Your task: Retype the full listing without altering anything.

Material for the task:
* * *
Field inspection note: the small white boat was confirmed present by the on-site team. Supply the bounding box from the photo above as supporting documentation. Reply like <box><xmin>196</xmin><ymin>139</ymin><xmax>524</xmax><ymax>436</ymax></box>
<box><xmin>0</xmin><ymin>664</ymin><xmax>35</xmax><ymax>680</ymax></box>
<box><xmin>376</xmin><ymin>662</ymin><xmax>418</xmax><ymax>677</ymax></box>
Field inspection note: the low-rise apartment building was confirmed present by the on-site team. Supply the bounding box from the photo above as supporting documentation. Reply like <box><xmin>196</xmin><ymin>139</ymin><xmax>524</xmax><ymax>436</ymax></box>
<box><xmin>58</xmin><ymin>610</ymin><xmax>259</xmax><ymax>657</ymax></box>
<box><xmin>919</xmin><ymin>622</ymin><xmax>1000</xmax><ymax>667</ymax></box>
* * *
Completed exercise:
Field inspection note: the small white boat was confirmed present by the on-site team. Supply the bounding box from the photo above as supporting documentation. Reply like <box><xmin>196</xmin><ymin>139</ymin><xmax>524</xmax><ymax>436</ymax></box>
<box><xmin>0</xmin><ymin>664</ymin><xmax>35</xmax><ymax>680</ymax></box>
<box><xmin>376</xmin><ymin>662</ymin><xmax>418</xmax><ymax>677</ymax></box>
Field inspection note: the low-rise apartment building was confirmed present by the on-site team. Supply the bounding box from the photo above as supporting documentation. Reply like <box><xmin>196</xmin><ymin>139</ymin><xmax>524</xmax><ymax>436</ymax></box>
<box><xmin>58</xmin><ymin>610</ymin><xmax>259</xmax><ymax>657</ymax></box>
<box><xmin>919</xmin><ymin>622</ymin><xmax>1000</xmax><ymax>667</ymax></box>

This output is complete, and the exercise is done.